Compito da svolgere:
Ricopia le righe dall'inizio fino alla riga con "box: [0, 413, 260, 467]", compresa, senza includere le immagini.

Voci del dataset:
● ● ● ● ●

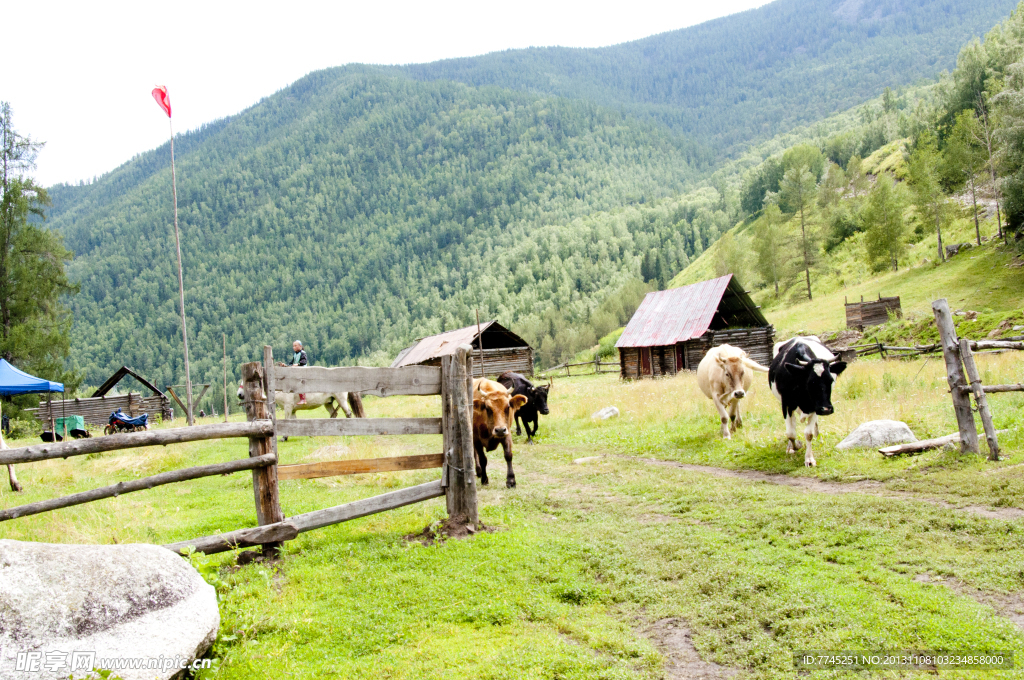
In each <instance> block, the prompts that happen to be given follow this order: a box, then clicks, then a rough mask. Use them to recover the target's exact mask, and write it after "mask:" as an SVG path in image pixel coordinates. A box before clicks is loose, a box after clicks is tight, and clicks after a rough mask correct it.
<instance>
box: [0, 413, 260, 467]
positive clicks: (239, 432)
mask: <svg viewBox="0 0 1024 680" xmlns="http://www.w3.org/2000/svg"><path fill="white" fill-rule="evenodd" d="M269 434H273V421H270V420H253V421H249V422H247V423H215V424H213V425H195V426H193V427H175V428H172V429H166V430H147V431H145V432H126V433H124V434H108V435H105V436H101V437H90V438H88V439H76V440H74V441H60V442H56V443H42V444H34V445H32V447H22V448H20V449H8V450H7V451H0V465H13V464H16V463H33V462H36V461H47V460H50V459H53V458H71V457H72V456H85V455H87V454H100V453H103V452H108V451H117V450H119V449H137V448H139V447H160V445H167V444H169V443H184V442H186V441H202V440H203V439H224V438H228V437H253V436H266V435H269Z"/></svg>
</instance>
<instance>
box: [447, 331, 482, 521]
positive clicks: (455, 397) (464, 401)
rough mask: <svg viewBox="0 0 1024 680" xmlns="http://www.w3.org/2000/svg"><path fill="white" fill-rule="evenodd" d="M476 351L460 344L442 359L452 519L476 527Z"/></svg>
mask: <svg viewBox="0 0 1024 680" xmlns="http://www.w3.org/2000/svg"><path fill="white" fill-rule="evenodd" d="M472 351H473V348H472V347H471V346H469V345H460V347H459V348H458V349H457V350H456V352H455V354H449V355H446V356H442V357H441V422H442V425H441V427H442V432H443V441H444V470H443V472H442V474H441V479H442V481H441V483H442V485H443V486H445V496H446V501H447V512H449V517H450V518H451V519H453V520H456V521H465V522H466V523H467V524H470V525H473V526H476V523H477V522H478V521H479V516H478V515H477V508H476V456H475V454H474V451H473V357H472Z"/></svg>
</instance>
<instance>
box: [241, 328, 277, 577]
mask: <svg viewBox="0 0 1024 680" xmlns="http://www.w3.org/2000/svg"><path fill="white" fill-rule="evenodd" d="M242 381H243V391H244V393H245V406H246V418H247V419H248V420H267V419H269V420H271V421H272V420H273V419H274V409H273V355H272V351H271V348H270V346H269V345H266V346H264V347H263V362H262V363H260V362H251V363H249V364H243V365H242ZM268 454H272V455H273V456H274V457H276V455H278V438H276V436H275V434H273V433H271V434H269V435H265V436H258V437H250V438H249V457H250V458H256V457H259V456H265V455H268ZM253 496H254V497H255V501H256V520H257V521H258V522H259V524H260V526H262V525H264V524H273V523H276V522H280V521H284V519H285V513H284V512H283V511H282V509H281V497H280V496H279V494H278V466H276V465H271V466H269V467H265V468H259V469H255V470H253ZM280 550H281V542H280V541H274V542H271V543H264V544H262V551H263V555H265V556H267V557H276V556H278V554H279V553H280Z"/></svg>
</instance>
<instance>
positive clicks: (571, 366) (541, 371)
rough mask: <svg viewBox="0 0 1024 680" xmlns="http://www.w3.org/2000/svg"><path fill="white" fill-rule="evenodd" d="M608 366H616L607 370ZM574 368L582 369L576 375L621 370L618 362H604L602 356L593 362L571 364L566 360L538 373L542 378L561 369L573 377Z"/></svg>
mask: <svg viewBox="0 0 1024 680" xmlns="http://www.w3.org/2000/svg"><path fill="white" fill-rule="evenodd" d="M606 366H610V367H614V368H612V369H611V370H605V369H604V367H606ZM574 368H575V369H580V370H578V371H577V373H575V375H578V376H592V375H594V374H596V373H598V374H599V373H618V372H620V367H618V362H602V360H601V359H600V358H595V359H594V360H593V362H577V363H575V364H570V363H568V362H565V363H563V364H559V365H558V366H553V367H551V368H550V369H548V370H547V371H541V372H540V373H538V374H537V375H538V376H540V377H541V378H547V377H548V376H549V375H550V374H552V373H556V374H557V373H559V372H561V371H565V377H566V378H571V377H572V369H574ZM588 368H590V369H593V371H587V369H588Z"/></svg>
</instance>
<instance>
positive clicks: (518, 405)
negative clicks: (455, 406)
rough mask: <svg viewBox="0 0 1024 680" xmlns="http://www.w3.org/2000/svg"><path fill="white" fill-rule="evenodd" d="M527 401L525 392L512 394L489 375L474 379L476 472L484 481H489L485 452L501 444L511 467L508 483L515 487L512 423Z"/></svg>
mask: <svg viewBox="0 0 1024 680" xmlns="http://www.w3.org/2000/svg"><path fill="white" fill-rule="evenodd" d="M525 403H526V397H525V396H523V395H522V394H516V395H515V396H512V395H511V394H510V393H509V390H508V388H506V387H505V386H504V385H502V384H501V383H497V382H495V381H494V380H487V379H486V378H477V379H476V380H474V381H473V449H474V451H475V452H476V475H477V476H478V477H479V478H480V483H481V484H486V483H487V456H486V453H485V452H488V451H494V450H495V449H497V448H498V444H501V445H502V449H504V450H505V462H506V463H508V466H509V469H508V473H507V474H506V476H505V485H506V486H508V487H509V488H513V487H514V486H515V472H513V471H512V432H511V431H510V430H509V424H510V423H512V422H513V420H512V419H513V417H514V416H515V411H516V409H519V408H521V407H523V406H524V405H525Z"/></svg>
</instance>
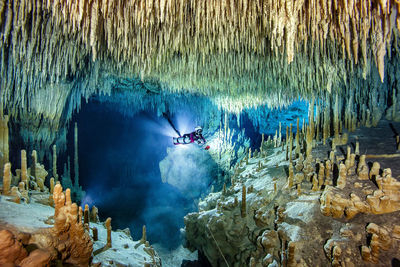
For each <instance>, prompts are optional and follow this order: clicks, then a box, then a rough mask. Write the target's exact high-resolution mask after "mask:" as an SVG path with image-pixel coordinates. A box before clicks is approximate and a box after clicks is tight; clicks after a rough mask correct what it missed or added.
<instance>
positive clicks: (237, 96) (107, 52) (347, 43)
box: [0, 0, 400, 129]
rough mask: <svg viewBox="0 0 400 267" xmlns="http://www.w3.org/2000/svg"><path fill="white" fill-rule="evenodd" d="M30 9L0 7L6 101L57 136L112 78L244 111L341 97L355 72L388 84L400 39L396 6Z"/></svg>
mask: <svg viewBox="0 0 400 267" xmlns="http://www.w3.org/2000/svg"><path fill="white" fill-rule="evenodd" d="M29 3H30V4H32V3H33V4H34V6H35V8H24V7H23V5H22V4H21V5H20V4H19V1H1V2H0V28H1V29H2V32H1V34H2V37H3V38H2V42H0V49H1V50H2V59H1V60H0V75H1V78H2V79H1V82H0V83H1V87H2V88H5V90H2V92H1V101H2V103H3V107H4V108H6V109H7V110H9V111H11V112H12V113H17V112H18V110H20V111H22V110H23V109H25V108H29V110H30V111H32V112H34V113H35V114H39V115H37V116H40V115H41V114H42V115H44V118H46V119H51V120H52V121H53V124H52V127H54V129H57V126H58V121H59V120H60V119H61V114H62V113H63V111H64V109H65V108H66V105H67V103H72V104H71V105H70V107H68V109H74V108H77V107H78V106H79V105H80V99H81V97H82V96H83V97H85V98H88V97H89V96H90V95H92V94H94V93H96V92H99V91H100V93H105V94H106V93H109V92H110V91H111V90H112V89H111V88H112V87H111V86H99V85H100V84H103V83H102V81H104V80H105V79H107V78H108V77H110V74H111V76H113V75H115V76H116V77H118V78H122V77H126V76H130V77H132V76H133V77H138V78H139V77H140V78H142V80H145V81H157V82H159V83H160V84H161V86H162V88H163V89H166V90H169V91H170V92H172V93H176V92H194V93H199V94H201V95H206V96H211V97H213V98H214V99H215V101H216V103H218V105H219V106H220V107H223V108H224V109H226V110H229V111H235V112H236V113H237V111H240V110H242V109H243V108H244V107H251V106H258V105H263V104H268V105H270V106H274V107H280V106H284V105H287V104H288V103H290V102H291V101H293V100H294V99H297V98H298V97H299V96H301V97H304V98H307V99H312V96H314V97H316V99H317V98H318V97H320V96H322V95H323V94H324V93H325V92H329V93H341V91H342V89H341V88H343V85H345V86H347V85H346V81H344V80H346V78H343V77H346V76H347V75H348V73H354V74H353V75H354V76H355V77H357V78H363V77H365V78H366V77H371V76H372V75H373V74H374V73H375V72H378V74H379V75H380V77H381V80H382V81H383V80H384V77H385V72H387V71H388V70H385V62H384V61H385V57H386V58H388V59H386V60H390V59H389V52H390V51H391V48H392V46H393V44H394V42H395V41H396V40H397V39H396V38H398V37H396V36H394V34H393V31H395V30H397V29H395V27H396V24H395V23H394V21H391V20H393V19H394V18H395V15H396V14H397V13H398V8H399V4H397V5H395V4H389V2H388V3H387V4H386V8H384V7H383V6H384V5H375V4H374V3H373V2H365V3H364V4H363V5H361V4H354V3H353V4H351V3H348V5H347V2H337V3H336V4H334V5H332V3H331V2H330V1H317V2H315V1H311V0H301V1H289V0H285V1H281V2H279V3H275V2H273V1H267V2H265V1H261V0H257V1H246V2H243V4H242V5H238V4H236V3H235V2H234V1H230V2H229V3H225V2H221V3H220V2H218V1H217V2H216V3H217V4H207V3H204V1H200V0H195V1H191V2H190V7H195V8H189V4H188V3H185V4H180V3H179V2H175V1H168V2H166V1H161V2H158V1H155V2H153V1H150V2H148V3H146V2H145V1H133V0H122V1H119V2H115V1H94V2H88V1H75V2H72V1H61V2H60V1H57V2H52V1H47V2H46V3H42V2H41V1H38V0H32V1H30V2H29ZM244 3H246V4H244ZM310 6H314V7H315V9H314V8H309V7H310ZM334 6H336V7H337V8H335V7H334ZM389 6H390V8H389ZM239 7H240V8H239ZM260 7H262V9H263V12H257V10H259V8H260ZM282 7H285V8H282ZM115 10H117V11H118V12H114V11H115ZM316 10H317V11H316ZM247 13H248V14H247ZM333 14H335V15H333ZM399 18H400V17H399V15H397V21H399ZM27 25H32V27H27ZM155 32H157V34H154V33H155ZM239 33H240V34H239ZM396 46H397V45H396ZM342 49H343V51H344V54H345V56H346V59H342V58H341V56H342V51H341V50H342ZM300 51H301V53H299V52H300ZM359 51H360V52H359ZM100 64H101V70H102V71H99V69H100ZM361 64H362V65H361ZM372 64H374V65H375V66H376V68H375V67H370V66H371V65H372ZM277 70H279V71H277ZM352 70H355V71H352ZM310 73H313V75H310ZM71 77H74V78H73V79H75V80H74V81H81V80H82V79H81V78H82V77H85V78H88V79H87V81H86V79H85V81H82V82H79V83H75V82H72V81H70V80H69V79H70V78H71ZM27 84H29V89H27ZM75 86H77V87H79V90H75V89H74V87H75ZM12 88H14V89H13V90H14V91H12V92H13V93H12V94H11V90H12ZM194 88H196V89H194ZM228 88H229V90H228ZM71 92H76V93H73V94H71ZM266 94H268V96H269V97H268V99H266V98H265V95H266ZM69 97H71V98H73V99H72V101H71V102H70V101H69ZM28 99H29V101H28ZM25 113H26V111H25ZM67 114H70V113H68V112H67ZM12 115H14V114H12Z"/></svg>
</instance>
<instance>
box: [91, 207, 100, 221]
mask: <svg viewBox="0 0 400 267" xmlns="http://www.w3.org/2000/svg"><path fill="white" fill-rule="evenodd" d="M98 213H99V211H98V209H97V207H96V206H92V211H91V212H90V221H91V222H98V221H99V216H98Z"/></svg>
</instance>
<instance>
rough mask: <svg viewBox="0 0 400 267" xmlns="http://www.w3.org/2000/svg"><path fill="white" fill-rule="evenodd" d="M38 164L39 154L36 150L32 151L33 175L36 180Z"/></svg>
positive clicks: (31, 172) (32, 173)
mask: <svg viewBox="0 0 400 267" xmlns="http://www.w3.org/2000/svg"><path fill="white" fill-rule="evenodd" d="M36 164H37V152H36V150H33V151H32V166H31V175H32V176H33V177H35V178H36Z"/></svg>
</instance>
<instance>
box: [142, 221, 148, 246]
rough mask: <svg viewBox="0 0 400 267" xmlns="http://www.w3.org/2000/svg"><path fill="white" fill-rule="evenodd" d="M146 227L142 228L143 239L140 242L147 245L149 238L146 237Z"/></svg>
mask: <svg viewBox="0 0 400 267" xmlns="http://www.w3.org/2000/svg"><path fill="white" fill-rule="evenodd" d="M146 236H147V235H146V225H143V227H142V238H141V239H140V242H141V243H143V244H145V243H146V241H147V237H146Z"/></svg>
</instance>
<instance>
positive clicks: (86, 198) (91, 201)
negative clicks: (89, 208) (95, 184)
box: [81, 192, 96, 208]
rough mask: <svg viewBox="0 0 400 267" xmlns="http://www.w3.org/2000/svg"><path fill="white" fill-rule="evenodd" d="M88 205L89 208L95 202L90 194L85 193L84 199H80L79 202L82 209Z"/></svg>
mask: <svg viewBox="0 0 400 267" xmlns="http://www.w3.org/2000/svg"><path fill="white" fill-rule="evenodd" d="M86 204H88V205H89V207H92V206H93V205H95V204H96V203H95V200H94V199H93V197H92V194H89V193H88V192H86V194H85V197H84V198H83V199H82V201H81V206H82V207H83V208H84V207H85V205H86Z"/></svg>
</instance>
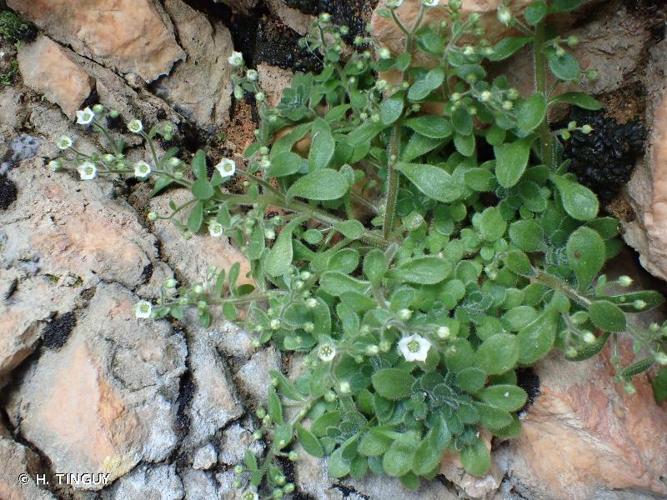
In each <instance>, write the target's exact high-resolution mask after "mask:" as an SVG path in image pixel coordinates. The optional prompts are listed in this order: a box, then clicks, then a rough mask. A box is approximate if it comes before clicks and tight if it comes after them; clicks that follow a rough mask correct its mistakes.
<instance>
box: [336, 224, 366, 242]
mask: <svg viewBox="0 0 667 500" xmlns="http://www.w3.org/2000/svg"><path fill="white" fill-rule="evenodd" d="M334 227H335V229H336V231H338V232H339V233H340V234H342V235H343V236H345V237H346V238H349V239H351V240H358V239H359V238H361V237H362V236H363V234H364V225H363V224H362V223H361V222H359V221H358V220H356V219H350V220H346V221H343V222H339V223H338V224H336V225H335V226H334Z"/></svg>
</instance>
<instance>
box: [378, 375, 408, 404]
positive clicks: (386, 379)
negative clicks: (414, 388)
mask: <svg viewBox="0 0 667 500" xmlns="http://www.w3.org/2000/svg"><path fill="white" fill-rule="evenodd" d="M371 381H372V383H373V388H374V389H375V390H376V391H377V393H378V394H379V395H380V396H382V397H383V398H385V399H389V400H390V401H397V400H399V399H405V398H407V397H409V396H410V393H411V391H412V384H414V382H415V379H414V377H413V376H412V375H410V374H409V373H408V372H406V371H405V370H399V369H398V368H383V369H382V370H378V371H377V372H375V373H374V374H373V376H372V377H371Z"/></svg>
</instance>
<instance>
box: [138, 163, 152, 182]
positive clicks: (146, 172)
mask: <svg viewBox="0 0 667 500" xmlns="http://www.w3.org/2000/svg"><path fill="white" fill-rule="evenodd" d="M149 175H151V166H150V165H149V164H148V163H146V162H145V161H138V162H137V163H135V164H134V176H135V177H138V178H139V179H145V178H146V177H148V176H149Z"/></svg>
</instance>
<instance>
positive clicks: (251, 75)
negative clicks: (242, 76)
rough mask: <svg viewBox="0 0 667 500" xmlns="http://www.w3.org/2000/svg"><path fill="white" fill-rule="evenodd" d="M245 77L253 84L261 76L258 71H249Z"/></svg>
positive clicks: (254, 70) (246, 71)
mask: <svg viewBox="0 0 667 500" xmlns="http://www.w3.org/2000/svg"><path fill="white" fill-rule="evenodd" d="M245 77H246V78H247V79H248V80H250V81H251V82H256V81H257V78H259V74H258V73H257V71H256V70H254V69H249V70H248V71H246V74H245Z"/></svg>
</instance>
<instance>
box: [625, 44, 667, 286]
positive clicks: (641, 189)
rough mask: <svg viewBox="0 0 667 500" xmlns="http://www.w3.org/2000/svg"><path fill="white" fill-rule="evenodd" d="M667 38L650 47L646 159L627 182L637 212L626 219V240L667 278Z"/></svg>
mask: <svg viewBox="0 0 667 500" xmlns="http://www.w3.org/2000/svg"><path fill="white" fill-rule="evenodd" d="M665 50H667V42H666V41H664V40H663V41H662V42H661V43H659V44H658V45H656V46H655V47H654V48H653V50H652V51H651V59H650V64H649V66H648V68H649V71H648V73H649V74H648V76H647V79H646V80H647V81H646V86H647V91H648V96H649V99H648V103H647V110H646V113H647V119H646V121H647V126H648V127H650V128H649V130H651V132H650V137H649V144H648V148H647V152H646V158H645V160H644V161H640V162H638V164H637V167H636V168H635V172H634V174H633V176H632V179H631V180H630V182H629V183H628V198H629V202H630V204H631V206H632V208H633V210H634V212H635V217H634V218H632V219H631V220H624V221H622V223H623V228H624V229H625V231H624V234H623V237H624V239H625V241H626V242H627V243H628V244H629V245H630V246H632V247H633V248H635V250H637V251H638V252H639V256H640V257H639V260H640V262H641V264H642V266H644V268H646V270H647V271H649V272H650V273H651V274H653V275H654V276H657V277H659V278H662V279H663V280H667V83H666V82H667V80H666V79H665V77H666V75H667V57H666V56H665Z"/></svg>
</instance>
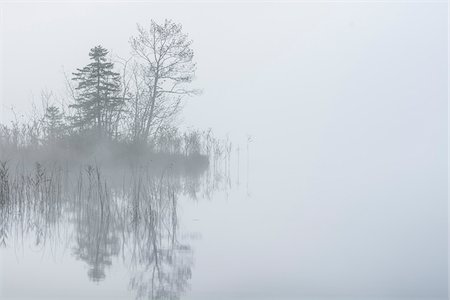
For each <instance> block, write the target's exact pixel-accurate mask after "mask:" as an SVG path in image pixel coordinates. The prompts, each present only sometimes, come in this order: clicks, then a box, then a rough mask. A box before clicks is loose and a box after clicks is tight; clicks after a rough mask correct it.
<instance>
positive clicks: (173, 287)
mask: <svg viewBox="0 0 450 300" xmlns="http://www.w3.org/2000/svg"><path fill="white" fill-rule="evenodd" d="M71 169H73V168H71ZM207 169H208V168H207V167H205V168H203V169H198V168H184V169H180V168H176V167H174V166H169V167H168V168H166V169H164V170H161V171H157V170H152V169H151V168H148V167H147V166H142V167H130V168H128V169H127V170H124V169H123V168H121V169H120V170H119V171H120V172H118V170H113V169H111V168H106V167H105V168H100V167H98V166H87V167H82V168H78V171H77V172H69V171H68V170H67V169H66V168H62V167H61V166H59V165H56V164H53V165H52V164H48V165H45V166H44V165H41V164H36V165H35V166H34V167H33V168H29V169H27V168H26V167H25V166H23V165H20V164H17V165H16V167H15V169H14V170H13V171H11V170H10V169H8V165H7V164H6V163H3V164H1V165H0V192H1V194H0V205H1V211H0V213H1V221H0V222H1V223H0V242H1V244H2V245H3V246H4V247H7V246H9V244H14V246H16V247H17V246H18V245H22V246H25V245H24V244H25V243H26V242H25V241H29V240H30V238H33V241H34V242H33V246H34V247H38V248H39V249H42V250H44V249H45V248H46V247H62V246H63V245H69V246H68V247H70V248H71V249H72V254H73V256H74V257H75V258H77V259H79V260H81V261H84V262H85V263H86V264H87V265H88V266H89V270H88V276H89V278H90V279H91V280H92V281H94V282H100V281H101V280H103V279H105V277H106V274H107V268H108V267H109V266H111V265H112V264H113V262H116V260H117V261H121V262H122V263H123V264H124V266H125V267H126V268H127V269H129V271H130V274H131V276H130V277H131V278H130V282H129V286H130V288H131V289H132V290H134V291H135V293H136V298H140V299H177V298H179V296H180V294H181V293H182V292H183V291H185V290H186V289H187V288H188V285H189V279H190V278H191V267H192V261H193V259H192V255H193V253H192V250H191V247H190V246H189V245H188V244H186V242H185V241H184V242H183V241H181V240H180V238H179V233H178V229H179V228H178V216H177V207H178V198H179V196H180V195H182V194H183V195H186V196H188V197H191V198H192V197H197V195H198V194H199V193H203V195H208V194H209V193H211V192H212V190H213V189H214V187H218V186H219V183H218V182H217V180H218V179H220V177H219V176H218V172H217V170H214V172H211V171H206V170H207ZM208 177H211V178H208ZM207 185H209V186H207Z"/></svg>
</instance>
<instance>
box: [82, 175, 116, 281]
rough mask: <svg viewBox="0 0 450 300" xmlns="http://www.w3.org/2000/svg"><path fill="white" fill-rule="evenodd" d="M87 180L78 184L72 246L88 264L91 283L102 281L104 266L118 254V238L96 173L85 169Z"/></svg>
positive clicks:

● ● ● ● ●

Risultato dell'esercizio:
In each <instance> block, the prompts that happen to be given follow this order: a box, then clicks, then a rough mask. Use them to recover the target's exact mask, and write it after "mask:" as an SVG path in image pixel coordinates. A box before clicks is loose, a box after clicks is tight, and clicks after a rough mask correct it.
<instance>
box: [0, 413, 260, 467]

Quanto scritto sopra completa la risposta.